_Exercise task A_. In the passage on customer due diligence rules, why must an insurance enterprise obtain sufficient information about a beneficiary who is designated by contract characteristics or by other means?
_Exercise task B_. Update the stretch of the customer due diligence passage from "8. An insurance" through "beneficiary(ies) at the time of the payout.", replacing "payout" with "disbursement".
_Exercise task C_. Write what comes next in the customer due diligence passage, picking up after its final sentence.
# Start of Text provided
A. a R.O.C government entity;
B. an enterprise owned by the R.O.C government;
C. a foreign government entity;
D. a public company and its subsidiaries;
E. an entity listed on a stock exchange outside R.O.C. that is subject to regulatory disclosure requirements of its principal shareholders, and the subsidiaries of such entity;
F. a financial institution supervised by the R.O.C. government, and an investment vehicles managed by such institution;
G. a financial institution established outside R.O.C. that is subject to and supervised for compliance with AML/CFT requirements consistent with standards set by the Financial Action Task Force on Money Laundering (FATF), and an investment vehicle managed by such institution;
H. a fund administered by a R.O.C. government entity; or
I. an employee stock ownership trust or an employee savings trust.
(4) Except for situations provided for in the proviso of Subparagraph 3, Paragraph 1 of Article 6, a financial institution is not subject to the requirements of identifying and verifying the identity of beneficial owner(s) of a customer set out under Item (3) of Subparagraph 4 hereof when the customer purchases property insurance, accident insurance, health insurance or an insurance product that does not require policy value reserve.
8. An insurance enterprise shall adopt the following measures when the beneficiary(ies) of a life insurance policy, investment related insurance policy or annuity insurance policy have been identified or designated:
(1) Obtaining the name and identification document number or registration (incorporation) date of the designated beneficiary; and
(2) For beneficiary(ies) that are designated by contract characteristics or by other means, obtaining sufficient information concerning the beneficiary to satisfy the insurance enterprise that it will be able to establish the identity of the beneficiary at the time of the payout.
(3) Verifying the identity of the beneficiary(ies) at the time of the payout.
9. A financial institution shall not establish business relationship or conduct occasional transactions with a customer before completing the CDD measures. However, a financial institution may first obtain information on the identity of the customer and its beneficial owner(s) and complete verification after the establishment of business relationship, provided that:
(1) The ML/TF risks are effectively managed, including adopting risk management procedures with respect to the conditions under which a customer may utilize the business relationship to complete a transaction prior to verification;
(2) This is essential not to interrupt the normal conduct of business with the customer; and
(3) Verification of the identities of the customer and its beneficial owner(s) will be completed as soon as reasonably practicable after the establishment of business relationship. A financial institution shall advise its customer in advance that the business relationship will be terminated if verification cannot be completed as soon as reasonably practicable.
# End of Text provided
# Start of Extracted information
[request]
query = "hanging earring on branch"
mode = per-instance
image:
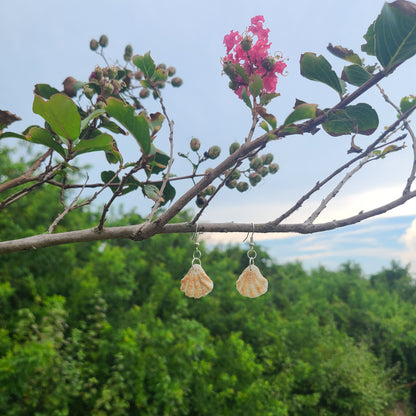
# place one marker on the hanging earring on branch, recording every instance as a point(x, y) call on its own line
point(196, 282)
point(251, 283)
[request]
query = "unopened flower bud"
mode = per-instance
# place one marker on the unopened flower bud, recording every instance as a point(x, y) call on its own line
point(144, 93)
point(209, 190)
point(176, 82)
point(103, 41)
point(69, 86)
point(98, 73)
point(195, 144)
point(242, 186)
point(235, 174)
point(94, 44)
point(263, 171)
point(268, 63)
point(267, 158)
point(233, 85)
point(200, 201)
point(256, 163)
point(234, 147)
point(171, 71)
point(246, 43)
point(273, 168)
point(229, 69)
point(112, 72)
point(254, 178)
point(213, 152)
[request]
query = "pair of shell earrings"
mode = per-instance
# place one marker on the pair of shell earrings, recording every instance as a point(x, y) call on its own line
point(197, 283)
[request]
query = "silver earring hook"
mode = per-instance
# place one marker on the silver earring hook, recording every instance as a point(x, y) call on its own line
point(197, 253)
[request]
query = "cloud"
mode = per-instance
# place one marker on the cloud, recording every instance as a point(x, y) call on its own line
point(408, 256)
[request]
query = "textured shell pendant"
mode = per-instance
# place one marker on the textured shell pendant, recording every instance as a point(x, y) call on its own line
point(251, 283)
point(196, 282)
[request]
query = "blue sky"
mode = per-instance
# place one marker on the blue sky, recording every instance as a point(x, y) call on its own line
point(46, 41)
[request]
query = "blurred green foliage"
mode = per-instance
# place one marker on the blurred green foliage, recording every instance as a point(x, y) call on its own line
point(103, 329)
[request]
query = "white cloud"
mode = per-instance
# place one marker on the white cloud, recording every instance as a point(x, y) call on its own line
point(409, 239)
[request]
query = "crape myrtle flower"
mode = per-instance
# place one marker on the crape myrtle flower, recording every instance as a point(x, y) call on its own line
point(251, 51)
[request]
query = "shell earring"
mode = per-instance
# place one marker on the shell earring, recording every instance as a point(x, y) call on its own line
point(196, 282)
point(251, 282)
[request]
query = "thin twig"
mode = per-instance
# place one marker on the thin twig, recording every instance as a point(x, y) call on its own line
point(335, 191)
point(72, 206)
point(27, 176)
point(165, 179)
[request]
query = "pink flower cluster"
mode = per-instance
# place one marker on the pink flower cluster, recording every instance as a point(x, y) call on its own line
point(253, 57)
# End of Extracted information
_Task answer A_. The insurance enterprise must obtain enough information to be satisfied that it will be able to establish the beneficiary's identity at the time of the payout.

_Task answer B_.
8. An insurance enterprise shall adopt the following measures when the beneficiary(ies) of a life insurance policy, investment related insurance policy or annuity insurance policy have been identified or designated:
(1) Obtaining the name and identification document number or registration (incorporation) date of the designated beneficiary; and
(2) For beneficiary(ies) that are designated by contract characteristics or by other means, obtaining sufficient information concerning the beneficiary to satisfy the insurance enterprise that it will be able to establish the identity of the beneficiary at the time of the disbursement.
(3) Verifying the identity of the beneficiary(ies) at the time of the disbursement.

_Task answer C_.
10. Where a financial institution is unable to complete the required CDD process on a customer, it should consider filing a suspicious transaction report on money laundering or terrorist financing (STR) in relation to the customer.
11. If a financial institution forms a suspicion of money laundering or terrorist financing and reasonably believes that performing the CDD process will tip-off the customer, it is permitted not to pursue that process and file an STR instead.
12. The CDD process for e-payment accounts shall follow relevant provisions in the Regulations Governing Identity Verification Mechanism and Transaction Limits for Users of Electronic Payment Processing Institutions, to which the provisions of Subparagraphs (4) ~ (7) hereof do not apply.
13. The provisions of Item (3) of Subparagraph 4 and Subparagraph 6 hereof do not apply to electronic stored value card registration operation.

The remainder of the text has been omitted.